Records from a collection

******

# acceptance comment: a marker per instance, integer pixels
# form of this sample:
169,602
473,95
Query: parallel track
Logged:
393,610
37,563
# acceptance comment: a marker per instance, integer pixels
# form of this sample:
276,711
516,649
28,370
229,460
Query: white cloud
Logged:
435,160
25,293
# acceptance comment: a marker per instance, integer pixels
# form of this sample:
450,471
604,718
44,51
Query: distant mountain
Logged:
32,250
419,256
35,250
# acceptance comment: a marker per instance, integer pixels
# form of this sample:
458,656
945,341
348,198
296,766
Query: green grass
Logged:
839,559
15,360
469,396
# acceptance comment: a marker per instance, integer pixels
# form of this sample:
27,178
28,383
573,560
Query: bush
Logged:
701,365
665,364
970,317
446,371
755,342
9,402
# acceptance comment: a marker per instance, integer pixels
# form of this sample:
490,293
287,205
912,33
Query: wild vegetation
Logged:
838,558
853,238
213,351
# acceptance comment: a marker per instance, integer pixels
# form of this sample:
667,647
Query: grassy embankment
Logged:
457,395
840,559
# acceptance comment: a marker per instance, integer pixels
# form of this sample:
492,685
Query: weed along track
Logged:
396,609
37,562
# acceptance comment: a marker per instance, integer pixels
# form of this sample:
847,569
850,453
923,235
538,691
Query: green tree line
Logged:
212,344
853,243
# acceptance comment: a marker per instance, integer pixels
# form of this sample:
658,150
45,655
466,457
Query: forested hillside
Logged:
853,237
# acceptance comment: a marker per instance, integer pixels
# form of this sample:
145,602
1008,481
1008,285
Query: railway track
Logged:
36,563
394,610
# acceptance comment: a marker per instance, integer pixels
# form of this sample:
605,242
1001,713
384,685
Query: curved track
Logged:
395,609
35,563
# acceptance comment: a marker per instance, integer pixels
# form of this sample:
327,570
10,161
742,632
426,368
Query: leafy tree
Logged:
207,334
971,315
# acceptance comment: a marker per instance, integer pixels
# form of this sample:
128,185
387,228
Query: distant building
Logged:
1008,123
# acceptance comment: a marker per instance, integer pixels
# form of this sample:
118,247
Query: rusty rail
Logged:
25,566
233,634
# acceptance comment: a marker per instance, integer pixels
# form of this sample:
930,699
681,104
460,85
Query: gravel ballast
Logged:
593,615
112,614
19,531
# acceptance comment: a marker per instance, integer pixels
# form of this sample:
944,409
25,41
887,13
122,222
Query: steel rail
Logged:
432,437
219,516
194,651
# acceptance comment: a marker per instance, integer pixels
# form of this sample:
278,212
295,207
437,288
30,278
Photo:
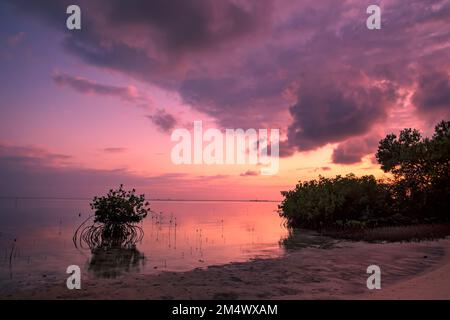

******

What is needed: Check each line above for the string "distant" and return those that contain it.

The completed task:
Query: distant mountain
Query: distant building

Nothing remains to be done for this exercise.